--- Start Task inputs ---

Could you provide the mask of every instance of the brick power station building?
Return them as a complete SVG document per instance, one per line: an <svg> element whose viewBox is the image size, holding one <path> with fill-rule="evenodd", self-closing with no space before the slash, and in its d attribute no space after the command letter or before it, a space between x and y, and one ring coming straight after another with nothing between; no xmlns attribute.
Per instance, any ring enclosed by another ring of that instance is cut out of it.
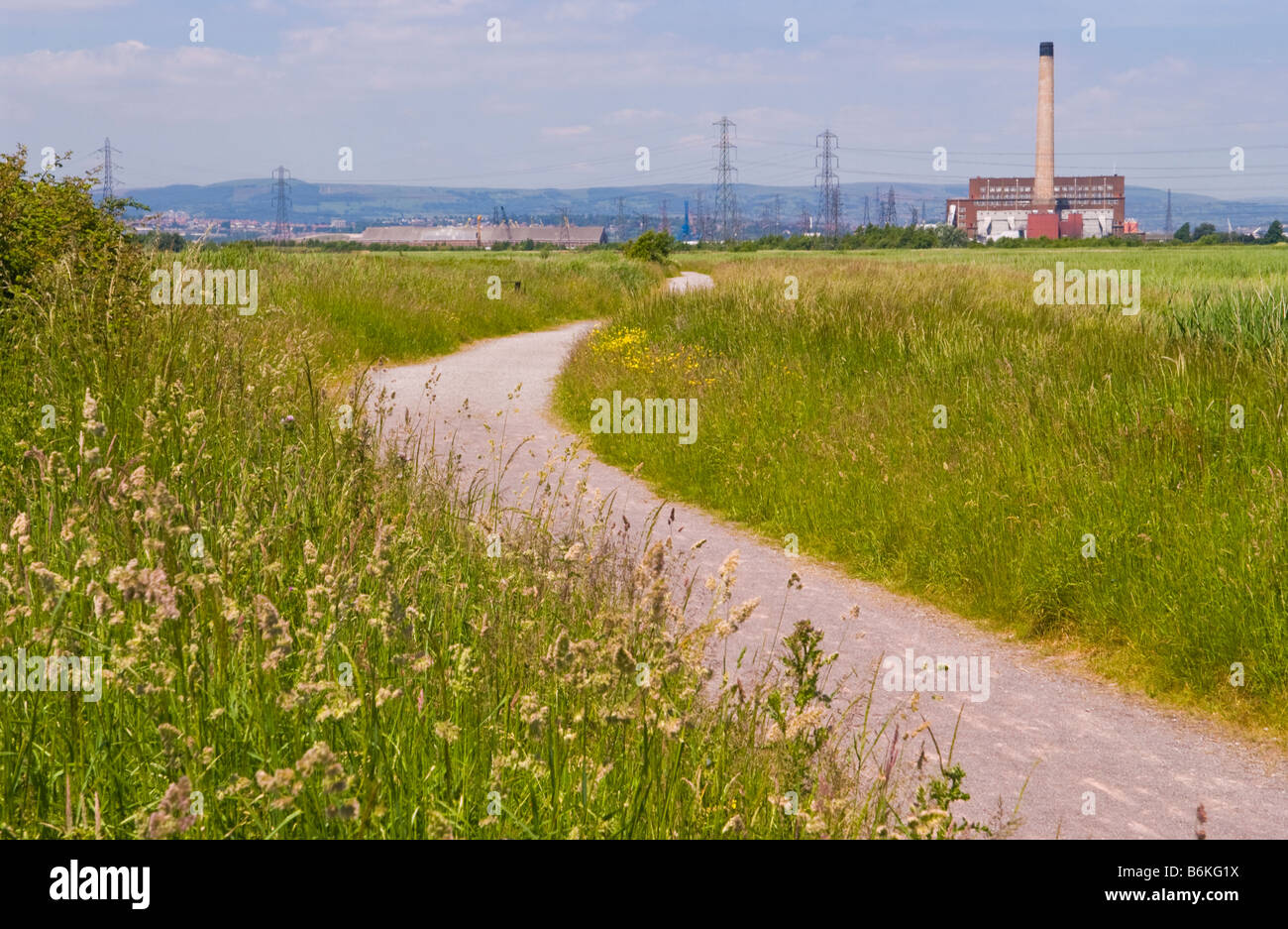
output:
<svg viewBox="0 0 1288 929"><path fill-rule="evenodd" d="M1126 225L1121 174L1055 177L1055 44L1038 48L1038 139L1032 178L971 178L948 201L948 223L978 240L1119 236Z"/></svg>

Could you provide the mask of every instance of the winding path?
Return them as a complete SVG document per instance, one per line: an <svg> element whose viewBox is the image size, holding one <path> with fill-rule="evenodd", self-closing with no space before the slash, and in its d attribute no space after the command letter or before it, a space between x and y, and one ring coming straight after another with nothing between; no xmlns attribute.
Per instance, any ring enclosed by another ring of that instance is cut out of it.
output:
<svg viewBox="0 0 1288 929"><path fill-rule="evenodd" d="M688 272L667 286L684 291L708 287L711 281ZM493 475L493 442L501 442L501 424L506 457L519 438L532 437L502 482L511 501L531 499L531 487L520 496L523 473L538 472L551 455L569 454L574 441L545 411L564 358L594 326L583 322L492 339L437 361L377 371L376 385L397 394L389 423L419 434L433 429L439 443L455 437L466 469L477 466ZM435 372L431 401L425 384ZM520 394L507 399L519 383ZM496 415L501 410L504 417ZM638 537L662 500L643 481L586 452L581 457L590 459L589 487L616 495L614 513L630 521ZM1021 836L1190 839L1202 803L1212 839L1288 838L1288 759L1278 750L1240 742L1224 727L1127 693L1068 660L1046 657L961 617L846 577L829 564L790 558L782 546L696 506L675 504L674 509L672 523L666 523L668 512L658 522L658 536L672 535L680 550L707 540L694 553L699 581L694 589L738 549L733 602L761 598L730 639L730 656L744 646L748 656L764 652L779 627L787 579L796 572L804 589L791 593L782 630L805 617L824 630L824 647L840 653L833 684L854 671L842 687L845 694L867 688L882 655L902 657L911 648L918 657L989 657L988 700L971 702L961 692L934 698L923 693L920 700L945 750L965 706L954 760L966 769L965 787L972 799L962 812L972 818L989 818L999 800L1010 810L1023 790ZM855 604L858 617L845 618ZM878 687L875 710L890 711L909 696ZM903 751L917 751L914 746L923 740L903 742ZM1091 814L1084 812L1088 796L1095 804Z"/></svg>

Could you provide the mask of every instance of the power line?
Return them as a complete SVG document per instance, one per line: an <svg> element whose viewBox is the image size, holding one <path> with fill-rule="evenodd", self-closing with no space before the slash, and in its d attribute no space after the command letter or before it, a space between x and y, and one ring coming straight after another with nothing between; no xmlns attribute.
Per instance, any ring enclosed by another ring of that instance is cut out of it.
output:
<svg viewBox="0 0 1288 929"><path fill-rule="evenodd" d="M103 139L102 148L94 149L94 155L98 155L99 152L103 155L103 200L109 200L116 196L112 187L112 152L116 152L117 155L121 152L117 148L112 148L112 139L109 138Z"/></svg>
<svg viewBox="0 0 1288 929"><path fill-rule="evenodd" d="M721 116L711 125L720 128L720 140L714 146L719 152L716 162L716 213L720 216L720 235L724 241L737 238L738 235L738 201L733 191L733 184L738 177L738 169L733 166L733 152L738 146L729 140L735 130L733 120Z"/></svg>
<svg viewBox="0 0 1288 929"><path fill-rule="evenodd" d="M273 237L287 240L291 237L291 173L282 165L273 171L273 210L276 220L273 223Z"/></svg>
<svg viewBox="0 0 1288 929"><path fill-rule="evenodd" d="M828 236L837 236L841 231L841 183L836 177L837 156L836 133L824 129L815 139L815 147L822 146L823 151L814 156L814 165L822 170L814 177L818 189L818 218L823 223L823 231Z"/></svg>

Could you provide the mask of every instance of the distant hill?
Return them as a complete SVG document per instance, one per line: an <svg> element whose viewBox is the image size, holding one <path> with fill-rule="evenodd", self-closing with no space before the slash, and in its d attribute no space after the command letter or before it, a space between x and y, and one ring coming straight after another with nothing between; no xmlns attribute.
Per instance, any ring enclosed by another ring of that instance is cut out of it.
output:
<svg viewBox="0 0 1288 929"><path fill-rule="evenodd" d="M842 184L841 197L846 223L863 222L864 197L868 216L877 220L877 197L885 198L891 184ZM893 184L899 223L912 219L912 210L922 219L938 222L944 215L944 200L966 196L963 186ZM784 227L799 228L802 211L818 214L818 191L811 187L765 187L735 184L739 215L744 227L768 229L777 207ZM247 219L272 222L274 216L272 182L225 180L218 184L173 184L126 192L147 204L156 213L176 210L196 218ZM699 195L705 209L715 209L711 184L662 184L652 187L589 187L589 188L484 188L484 187L411 187L398 184L316 184L295 180L291 184L291 220L296 223L328 223L344 220L361 229L366 225L399 222L460 222L482 214L492 218L496 207L505 207L510 219L535 223L558 223L568 211L572 223L616 228L618 200L627 219L627 229L638 231L644 220L659 224L662 198L667 200L667 218L672 231L679 231L684 218L684 201L696 211ZM777 197L777 202L775 202ZM1167 211L1167 192L1153 187L1127 187L1127 215L1141 228L1160 232ZM1172 224L1213 223L1225 231L1226 219L1235 227L1266 225L1271 219L1288 220L1288 198L1261 201L1227 201L1191 193L1172 195Z"/></svg>

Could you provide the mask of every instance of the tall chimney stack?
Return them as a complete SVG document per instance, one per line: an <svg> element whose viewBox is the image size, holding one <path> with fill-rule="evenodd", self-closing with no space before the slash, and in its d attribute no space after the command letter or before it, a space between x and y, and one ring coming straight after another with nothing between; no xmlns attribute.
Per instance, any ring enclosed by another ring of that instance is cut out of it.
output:
<svg viewBox="0 0 1288 929"><path fill-rule="evenodd" d="M1038 157L1033 209L1055 209L1055 43L1038 46Z"/></svg>

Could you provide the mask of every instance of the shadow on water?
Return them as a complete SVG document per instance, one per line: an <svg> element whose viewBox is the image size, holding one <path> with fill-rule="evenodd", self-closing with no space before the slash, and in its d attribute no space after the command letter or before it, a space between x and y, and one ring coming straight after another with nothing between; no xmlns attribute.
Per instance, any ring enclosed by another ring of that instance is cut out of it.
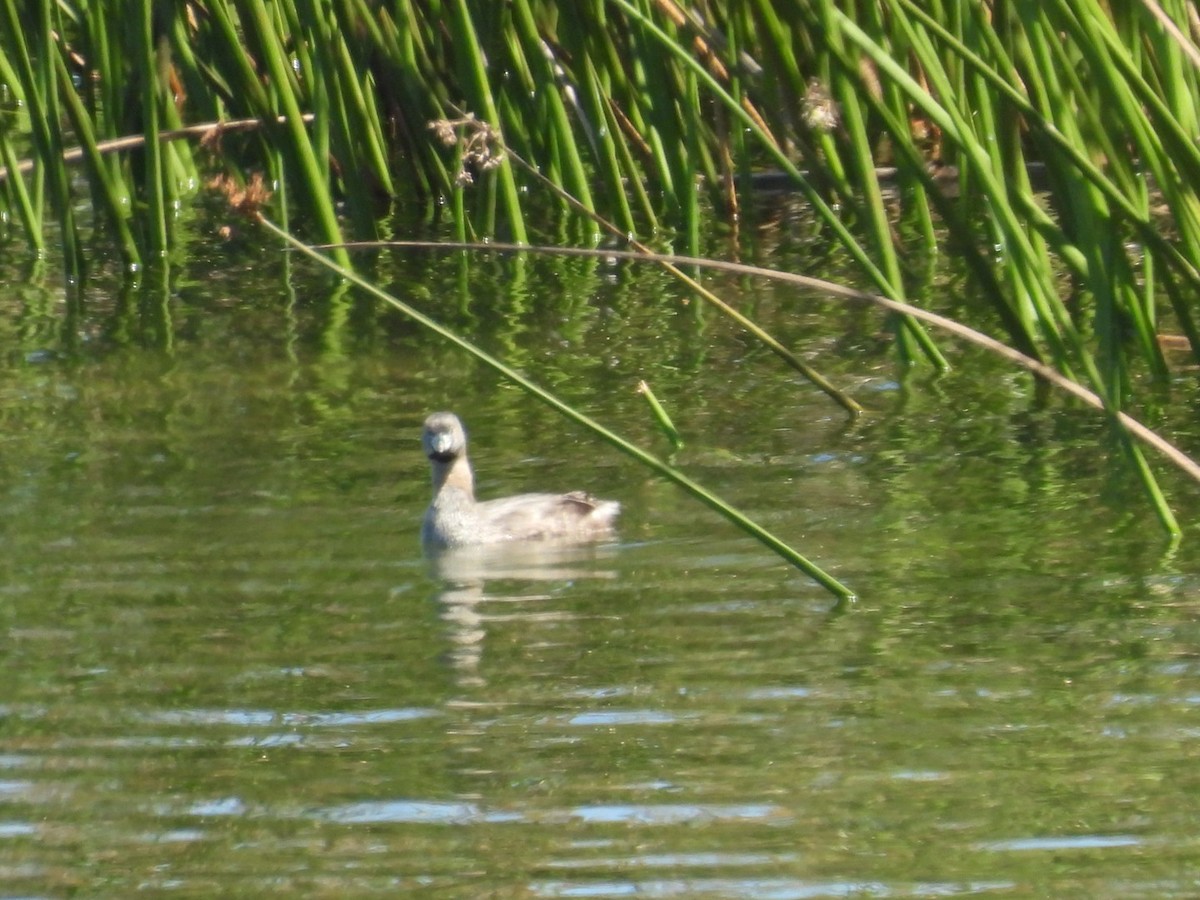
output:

--- End Task inputs ---

> [Directive]:
Reproduce all of the records above word for word, leaving out the pictures.

> [Exercise solution]:
Could you provide the mask of every instance of the brick power station building?
Return them as a complete SVG document per instance, one per line: an <svg> element whose viewBox is the image size, holding one <path> with fill-rule="evenodd", self-closing with no space before the slash, and in its d attribute no space after the command letter or before it, a space between x and y, and one ring coming straight after another with nothing between; no xmlns attribute.
Per instance, any ring enclosed by another ring of that instance is cut out of it.
output:
<svg viewBox="0 0 1288 929"><path fill-rule="evenodd" d="M1126 225L1121 174L1055 177L1055 44L1038 48L1038 139L1032 178L971 178L948 201L948 223L978 240L1119 236Z"/></svg>

Could you provide the mask of every instance of the winding path?
Return them as a complete SVG document per instance, one per line: an <svg> element whose viewBox is the image size, holding one <path> with fill-rule="evenodd", self-closing with no space before the slash, and in its d attribute no space after the command letter or before it, a space between x and y, and one ring coming straight after another with nothing between; no xmlns attribute.
Per instance, any ring enclosed by another ring of that instance is cut out of it.
output:
<svg viewBox="0 0 1288 929"><path fill-rule="evenodd" d="M688 272L667 286L684 291L708 287L711 281ZM493 475L493 442L501 442L501 424L506 457L519 438L532 437L502 482L511 501L531 499L531 487L520 496L523 473L538 472L551 455L569 454L574 441L545 411L564 358L594 326L583 322L492 339L437 361L377 371L376 385L397 394L389 423L419 434L433 429L439 443L455 437L466 469L477 466ZM435 372L431 401L425 384ZM520 394L507 399L519 383ZM496 415L501 410L504 417ZM638 537L662 500L643 481L586 452L581 457L590 459L589 487L616 495L614 513L630 521ZM1021 836L1190 839L1202 803L1212 839L1288 838L1288 759L1278 750L1240 742L1224 727L1127 693L1068 660L1046 657L961 617L846 577L829 564L790 558L782 546L696 506L675 504L674 509L672 523L666 523L668 512L658 522L658 536L672 535L680 550L707 540L694 553L699 581L694 589L738 549L733 602L761 598L730 639L730 656L744 646L748 656L764 652L779 627L787 579L796 572L804 589L791 593L782 630L805 617L824 630L824 647L840 653L833 684L854 671L842 687L845 694L867 688L882 655L902 657L911 648L918 657L989 657L988 700L971 702L961 692L934 698L923 693L920 700L945 750L965 706L954 760L966 769L965 787L972 799L962 812L972 818L989 818L999 800L1010 810L1023 790ZM855 604L858 617L845 618ZM878 687L875 710L890 711L909 696ZM903 751L917 751L914 746L923 740L903 742ZM1091 814L1084 812L1088 796L1095 804Z"/></svg>

Could you provide the mask of every instance of the power line?
Return them as a complete SVG document per instance, one per line: an <svg> element whose viewBox is the image size, holding one <path> with fill-rule="evenodd", self-closing with no space before the slash, and in its d attribute no space after the command letter or before it, a space between x and y, and one ring coming straight after another with nothing between; no xmlns attribute.
Per instance, any ring enclosed by another ring of that instance is cut out of it.
output:
<svg viewBox="0 0 1288 929"><path fill-rule="evenodd" d="M103 139L102 148L94 149L94 155L98 155L99 152L103 155L103 200L109 200L116 196L112 187L112 152L116 152L117 155L121 152L117 148L112 148L112 139L109 138Z"/></svg>
<svg viewBox="0 0 1288 929"><path fill-rule="evenodd" d="M721 116L711 125L720 128L720 140L714 146L719 152L716 162L716 213L720 216L720 235L724 241L737 238L738 235L738 201L733 191L733 184L738 177L738 169L733 166L733 152L738 146L729 140L735 130L733 120Z"/></svg>
<svg viewBox="0 0 1288 929"><path fill-rule="evenodd" d="M273 237L287 240L291 237L291 173L282 165L273 171L273 210L276 220L273 223Z"/></svg>
<svg viewBox="0 0 1288 929"><path fill-rule="evenodd" d="M828 236L837 236L841 231L841 183L836 177L837 156L836 133L824 129L815 139L815 147L822 146L823 151L814 156L814 165L822 170L814 177L818 189L818 218L823 223L823 231Z"/></svg>

Could you provide the mask of every instance of the distant hill?
Return them as a complete SVG document per instance, one per line: an <svg> element whose viewBox is the image size, holding one <path> with fill-rule="evenodd", self-closing with no space before the slash, and in its d attribute no space after the command letter or before it, a space between x and y, and one ring coming straight after another with nothing between; no xmlns attribute.
Per instance, any ring enclosed by another ring of that instance is cut out of it.
output:
<svg viewBox="0 0 1288 929"><path fill-rule="evenodd" d="M842 184L841 197L846 223L863 222L864 197L868 216L877 220L877 197L885 198L891 184ZM893 184L899 223L912 219L912 210L922 219L938 222L944 215L944 200L966 196L963 186ZM784 227L799 228L802 211L818 214L818 191L811 187L765 187L735 184L739 215L744 227L768 229L777 207ZM247 219L272 222L274 216L272 182L225 180L218 184L173 184L126 192L147 204L156 213L176 210L196 218ZM699 195L705 209L715 209L711 184L662 184L652 187L589 187L589 188L484 188L484 187L411 187L398 184L316 184L295 180L291 184L291 220L296 223L328 223L344 220L361 229L366 225L399 222L460 222L482 214L492 218L496 207L505 207L510 219L535 223L558 223L568 211L572 223L616 228L618 200L627 219L627 229L638 231L644 220L659 224L662 198L667 200L667 218L672 231L679 231L684 218L684 201L696 211ZM777 197L777 202L775 202ZM1167 211L1167 192L1153 187L1127 187L1127 215L1141 228L1160 232ZM1172 224L1213 223L1225 231L1226 219L1235 227L1266 225L1271 219L1288 220L1288 198L1261 201L1227 201L1191 193L1172 195Z"/></svg>

Could you provide the mask of every instance of the tall chimney stack?
Return them as a complete SVG document per instance, one per line: an <svg> element whose viewBox is the image size, holding one <path> with fill-rule="evenodd", self-closing with no space before the slash, and in its d attribute no space after the command letter or before it, a space between x and y, and one ring coming straight after another with nothing between; no xmlns attribute.
Per instance, any ring enclosed by another ring of that instance is cut out of it.
output:
<svg viewBox="0 0 1288 929"><path fill-rule="evenodd" d="M1038 157L1033 209L1055 209L1055 43L1038 46Z"/></svg>

Could you provide the mask of every instance of the shadow on water?
Return them as a complete SVG document per instance, one per line: an <svg> element whose viewBox is the image size, holding one <path> with fill-rule="evenodd", self-closing with no space before the slash, and in its d attribute no space after the command letter or before it, a space between x and y, and one ring coming straight after another with nothing between; no xmlns attribute.
Per instance, any ring enclosed by another ring of that instance is cut out of it.
output:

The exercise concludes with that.